La reconstruction du Temple, une obsession dangereuse
Pour réaliser les rêves de Yoram Ginsburg, Israël devra donc annexer la Cisjordanie, mais pas uniquement. Soutenu par de riches mécènes et des dizaines de milliers de nationalistes, le cœur de son projet consiste à ériger le troisième Temple de Jérusalem sur l’actuelle esplanade des Mosquées. Ce sanctuaire, construit selon la Bible par le roi Salomon au Xe siècle avant Jésus-Christ, fut rasé par les Babyloniens en – 586 avant notre ère, reconstruit cinquante ans plus tard, puis détruit par les armées romaines en 56. Depuis, la reconstruction du Temple irrigue la vie religieuse juive : l’anniversaire de sa destruction est marqué chaque année par un jour de jeûne et, lors des mariages, le marié brise un verre en souvenir du Temple puis promet de ne jamais oublier Jérusalem.
Mais la reconstruction du Temple suppose la destruction de l’esplanade des Mosquées, où se tiennent le Dôme du Rocher, dont la coupole dorée illumine Jérusalem, et surtout la mosquée al-Aqsa, troisième lieu saint de l’islam après La Mecque et Médine. Un même sommet sacré pour deux religions, le nœud de tous les conflits. « En raison d’al-Aqsa et du mont du Temple, peu importent les circonstances politiques, Jérusalem restera à jamais la plaque tectonique où s’entrechoquent les civilisations », pose l’avocat Danny Seidemann, spécialiste des relations israélo-arabes.

* * * *

**Problème 1**
Reproduisez à l'identique les lignes des données qui vont de la ligne contenant « Task: indicate the dog's nose » jusqu'à la ligne contenant « x=690 y=648 », ces deux lignes incluses.

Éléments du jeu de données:

* * * *

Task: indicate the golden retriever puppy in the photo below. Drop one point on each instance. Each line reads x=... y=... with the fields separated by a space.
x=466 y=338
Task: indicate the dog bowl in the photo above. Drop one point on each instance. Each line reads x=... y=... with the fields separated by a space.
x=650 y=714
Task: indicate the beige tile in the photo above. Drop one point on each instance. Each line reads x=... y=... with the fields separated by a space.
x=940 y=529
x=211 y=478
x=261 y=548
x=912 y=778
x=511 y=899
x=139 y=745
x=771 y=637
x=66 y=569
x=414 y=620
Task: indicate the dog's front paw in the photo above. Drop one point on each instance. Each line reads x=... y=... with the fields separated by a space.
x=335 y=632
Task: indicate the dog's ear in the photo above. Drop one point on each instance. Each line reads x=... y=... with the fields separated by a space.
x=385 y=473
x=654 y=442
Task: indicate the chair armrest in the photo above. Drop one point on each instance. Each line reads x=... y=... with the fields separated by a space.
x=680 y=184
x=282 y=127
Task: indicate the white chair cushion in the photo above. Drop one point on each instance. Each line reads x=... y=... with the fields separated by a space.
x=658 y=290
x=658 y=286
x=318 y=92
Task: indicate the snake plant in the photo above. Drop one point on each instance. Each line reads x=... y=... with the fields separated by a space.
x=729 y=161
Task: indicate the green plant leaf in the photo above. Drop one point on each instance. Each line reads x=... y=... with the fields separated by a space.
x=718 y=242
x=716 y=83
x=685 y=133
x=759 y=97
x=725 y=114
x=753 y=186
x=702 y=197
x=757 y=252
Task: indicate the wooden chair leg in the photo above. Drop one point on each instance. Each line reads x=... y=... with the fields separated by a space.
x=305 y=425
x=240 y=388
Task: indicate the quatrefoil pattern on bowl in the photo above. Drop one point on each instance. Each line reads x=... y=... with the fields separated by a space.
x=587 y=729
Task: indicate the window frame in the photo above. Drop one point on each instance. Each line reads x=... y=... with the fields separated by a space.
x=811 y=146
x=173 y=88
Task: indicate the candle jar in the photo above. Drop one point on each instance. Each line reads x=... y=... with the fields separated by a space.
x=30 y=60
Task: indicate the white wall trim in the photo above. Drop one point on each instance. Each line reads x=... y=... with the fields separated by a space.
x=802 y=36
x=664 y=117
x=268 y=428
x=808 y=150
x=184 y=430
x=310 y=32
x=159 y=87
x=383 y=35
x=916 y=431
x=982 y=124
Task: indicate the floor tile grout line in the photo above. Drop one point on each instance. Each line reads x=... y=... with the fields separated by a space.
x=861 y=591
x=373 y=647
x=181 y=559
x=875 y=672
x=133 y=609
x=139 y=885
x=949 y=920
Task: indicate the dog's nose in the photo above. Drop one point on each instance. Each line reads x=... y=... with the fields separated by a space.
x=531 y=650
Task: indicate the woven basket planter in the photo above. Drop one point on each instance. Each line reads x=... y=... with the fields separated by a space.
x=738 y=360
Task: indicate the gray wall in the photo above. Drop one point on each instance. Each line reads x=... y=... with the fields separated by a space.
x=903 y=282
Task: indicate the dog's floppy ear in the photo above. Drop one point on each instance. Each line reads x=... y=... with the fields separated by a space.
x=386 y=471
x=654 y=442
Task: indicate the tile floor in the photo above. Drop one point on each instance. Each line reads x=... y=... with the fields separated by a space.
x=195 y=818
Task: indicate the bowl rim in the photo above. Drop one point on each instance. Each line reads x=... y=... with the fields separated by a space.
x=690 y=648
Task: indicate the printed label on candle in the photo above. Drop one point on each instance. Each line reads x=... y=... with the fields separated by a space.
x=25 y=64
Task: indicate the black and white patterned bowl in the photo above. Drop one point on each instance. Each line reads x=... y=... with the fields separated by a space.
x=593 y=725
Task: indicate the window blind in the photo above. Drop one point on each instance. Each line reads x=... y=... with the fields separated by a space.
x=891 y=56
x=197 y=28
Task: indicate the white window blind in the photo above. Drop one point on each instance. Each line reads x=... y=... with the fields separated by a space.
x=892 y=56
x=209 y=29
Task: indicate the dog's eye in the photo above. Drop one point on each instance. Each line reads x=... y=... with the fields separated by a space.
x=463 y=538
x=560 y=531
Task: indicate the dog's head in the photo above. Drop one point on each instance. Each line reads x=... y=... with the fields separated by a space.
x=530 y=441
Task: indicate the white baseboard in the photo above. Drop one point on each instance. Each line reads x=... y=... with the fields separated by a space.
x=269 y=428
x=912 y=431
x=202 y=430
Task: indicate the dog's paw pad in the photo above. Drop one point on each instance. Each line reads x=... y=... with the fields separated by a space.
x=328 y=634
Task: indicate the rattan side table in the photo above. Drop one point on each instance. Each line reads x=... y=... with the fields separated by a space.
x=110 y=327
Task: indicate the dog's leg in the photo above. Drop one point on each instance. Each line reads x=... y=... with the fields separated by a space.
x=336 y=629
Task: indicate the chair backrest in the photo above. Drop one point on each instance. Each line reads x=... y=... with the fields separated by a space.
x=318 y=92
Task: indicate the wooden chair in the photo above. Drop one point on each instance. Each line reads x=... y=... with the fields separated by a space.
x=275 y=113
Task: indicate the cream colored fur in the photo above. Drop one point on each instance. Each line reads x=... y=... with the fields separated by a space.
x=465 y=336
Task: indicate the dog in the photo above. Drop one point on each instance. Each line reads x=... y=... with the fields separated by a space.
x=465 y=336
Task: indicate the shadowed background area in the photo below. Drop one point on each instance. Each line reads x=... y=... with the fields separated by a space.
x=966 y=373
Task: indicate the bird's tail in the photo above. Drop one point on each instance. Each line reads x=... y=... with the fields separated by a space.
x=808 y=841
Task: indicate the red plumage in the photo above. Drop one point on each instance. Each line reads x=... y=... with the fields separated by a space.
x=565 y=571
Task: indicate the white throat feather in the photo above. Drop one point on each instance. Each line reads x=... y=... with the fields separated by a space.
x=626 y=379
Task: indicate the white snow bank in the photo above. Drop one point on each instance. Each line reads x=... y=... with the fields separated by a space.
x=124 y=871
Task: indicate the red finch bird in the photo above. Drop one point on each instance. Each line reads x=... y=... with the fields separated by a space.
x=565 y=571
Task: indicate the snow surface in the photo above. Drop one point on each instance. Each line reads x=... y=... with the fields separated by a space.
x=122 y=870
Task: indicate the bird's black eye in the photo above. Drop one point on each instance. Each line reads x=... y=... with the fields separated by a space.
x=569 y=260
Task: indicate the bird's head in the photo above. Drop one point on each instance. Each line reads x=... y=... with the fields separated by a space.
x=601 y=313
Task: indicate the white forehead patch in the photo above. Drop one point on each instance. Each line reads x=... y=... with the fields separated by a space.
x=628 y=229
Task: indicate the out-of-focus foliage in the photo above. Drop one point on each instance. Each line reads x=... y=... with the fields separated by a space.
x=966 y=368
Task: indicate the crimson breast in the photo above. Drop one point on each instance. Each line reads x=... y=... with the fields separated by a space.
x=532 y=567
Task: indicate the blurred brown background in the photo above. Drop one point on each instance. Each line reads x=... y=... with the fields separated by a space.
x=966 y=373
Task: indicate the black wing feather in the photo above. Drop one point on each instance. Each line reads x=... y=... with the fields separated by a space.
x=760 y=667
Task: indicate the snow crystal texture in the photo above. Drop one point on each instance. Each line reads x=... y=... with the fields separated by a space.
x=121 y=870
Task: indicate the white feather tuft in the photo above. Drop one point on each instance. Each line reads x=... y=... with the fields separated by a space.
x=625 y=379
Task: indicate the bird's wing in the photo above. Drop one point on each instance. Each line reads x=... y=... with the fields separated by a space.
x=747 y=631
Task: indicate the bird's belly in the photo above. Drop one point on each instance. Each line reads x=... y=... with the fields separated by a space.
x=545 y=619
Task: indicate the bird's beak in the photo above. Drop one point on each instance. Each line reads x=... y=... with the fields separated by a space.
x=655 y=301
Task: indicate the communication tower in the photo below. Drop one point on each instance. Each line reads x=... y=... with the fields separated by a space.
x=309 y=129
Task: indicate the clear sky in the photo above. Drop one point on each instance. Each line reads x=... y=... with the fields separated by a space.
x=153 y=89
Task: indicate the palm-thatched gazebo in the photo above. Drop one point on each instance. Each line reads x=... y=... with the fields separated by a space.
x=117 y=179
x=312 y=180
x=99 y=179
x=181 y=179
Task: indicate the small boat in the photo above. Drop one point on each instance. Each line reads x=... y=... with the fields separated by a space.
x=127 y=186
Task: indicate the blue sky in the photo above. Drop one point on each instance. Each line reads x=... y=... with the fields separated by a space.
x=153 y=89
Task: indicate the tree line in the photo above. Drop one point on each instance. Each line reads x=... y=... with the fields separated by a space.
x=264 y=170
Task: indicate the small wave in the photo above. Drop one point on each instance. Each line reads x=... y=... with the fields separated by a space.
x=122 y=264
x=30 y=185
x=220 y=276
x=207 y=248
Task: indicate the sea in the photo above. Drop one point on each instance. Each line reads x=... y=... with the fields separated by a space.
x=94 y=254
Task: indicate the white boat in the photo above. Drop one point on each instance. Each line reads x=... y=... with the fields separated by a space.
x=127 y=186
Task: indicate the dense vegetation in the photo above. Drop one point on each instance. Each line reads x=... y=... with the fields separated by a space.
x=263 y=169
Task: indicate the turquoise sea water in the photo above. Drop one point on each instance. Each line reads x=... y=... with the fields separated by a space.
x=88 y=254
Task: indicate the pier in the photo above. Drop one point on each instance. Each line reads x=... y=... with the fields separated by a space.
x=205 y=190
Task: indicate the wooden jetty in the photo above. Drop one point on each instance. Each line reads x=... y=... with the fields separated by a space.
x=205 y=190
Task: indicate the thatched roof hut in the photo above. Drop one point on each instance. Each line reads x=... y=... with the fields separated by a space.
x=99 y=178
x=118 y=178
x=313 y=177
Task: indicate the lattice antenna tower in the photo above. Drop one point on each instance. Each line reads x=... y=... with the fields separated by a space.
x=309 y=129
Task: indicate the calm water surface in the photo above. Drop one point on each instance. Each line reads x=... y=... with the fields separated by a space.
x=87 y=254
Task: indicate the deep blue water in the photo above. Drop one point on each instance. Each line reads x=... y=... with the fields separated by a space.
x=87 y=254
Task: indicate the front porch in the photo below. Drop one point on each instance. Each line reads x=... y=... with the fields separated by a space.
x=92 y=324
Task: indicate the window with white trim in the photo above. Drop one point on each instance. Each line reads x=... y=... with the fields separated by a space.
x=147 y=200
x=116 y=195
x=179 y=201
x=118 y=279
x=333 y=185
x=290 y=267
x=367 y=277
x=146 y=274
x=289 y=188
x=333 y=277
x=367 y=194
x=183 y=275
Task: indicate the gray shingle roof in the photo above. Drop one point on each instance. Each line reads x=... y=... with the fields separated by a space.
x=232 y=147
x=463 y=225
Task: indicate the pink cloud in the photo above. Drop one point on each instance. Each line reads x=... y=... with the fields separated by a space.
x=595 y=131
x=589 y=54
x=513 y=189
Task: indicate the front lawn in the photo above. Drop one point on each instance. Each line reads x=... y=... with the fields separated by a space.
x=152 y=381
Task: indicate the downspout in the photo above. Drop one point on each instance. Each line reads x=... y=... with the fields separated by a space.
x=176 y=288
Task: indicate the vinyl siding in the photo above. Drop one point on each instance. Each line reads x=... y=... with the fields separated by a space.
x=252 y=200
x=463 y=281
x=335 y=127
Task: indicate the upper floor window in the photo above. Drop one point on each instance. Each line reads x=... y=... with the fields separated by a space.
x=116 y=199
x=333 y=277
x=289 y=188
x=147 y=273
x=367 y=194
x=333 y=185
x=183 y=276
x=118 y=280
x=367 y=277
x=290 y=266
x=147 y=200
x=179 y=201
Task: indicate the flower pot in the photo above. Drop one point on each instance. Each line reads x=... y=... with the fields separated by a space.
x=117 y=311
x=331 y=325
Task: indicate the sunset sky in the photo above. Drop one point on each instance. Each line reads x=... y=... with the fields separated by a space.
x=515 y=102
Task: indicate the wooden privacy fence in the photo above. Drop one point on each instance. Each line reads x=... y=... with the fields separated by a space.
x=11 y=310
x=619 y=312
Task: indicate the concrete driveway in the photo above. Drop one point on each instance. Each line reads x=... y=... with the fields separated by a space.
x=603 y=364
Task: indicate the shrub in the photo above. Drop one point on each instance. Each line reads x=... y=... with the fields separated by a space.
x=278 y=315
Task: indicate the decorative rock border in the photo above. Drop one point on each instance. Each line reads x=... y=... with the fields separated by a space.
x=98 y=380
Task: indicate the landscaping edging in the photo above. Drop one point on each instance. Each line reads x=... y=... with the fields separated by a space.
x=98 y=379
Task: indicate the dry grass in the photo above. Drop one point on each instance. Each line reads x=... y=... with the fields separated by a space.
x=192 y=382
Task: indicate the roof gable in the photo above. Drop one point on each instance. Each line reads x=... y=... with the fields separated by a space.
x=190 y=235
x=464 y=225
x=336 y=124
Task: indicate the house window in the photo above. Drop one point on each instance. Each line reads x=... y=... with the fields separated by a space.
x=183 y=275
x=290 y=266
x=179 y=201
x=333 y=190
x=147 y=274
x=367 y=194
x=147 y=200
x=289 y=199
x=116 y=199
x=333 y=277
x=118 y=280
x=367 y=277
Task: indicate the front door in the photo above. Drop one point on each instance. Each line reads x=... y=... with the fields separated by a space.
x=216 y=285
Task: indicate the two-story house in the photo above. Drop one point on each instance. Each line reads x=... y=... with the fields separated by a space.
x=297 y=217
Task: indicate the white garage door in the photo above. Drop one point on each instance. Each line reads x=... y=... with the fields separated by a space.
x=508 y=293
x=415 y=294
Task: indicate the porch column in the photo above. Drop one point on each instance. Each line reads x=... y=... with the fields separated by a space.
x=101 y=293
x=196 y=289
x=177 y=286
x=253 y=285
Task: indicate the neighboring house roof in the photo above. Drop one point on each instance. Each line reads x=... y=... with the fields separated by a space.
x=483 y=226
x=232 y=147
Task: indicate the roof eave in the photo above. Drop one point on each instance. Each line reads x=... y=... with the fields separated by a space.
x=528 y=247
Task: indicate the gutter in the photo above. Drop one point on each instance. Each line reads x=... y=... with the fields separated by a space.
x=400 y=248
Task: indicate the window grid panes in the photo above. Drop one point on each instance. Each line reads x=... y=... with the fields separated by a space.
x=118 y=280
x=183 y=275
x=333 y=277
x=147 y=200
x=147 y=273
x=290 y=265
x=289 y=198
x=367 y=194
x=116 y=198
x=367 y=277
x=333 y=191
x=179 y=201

* * * *

**Problème 2**
Recopiez mot pour mot le passage du texte sur la reconstruction du Temple qui va de « La reconstruction du Temple, une » à « jamais oublier Jérusalem. ».

**Solution proposée 1**
Task: indicate the dog's nose in the photo above. Drop one point on each instance. Each line reads x=... y=... with the fields separated by a space.
x=531 y=650
Task: indicate the woven basket planter in the photo above. Drop one point on each instance. Each line reads x=... y=... with the fields separated by a space.
x=738 y=360
Task: indicate the gray wall in the photo above. Drop one point on each instance. Each line reads x=... y=... with the fields separated by a space.
x=903 y=282
Task: indicate the dog's floppy ear in the photo above. Drop one point on each instance. Each line reads x=... y=... with the fields separated by a space.
x=386 y=471
x=654 y=442
Task: indicate the tile floor in the photo above. Drop one point on each instance. Each line reads x=... y=... with the fields separated by a space.
x=195 y=818
Task: indicate the bowl rim in the photo above. Drop one point on each instance. Each line reads x=... y=... with the fields separated by a space.
x=690 y=648

**Solution proposée 2**
La reconstruction du Temple, une obsession dangereuse
Pour réaliser les rêves de Yoram Ginsburg, Israël devra donc annexer la Cisjordanie, mais pas uniquement. Soutenu par de riches mécènes et des dizaines de milliers de nationalistes, le cœur de son projet consiste à ériger le troisième Temple de Jérusalem sur l’actuelle esplanade des Mosquées. Ce sanctuaire, construit selon la Bible par le roi Salomon au Xe siècle avant Jésus-Christ, fut rasé par les Babyloniens en – 586 avant notre ère, reconstruit cinquante ans plus tard, puis détruit par les armées romaines en 56. Depuis, la reconstruction du Temple irrigue la vie religieuse juive : l’anniversaire de sa destruction est marqué chaque année par un jour de jeûne et, lors des mariages, le marié brise un verre en souvenir du Temple puis promet de ne jamais oublier Jérusalem.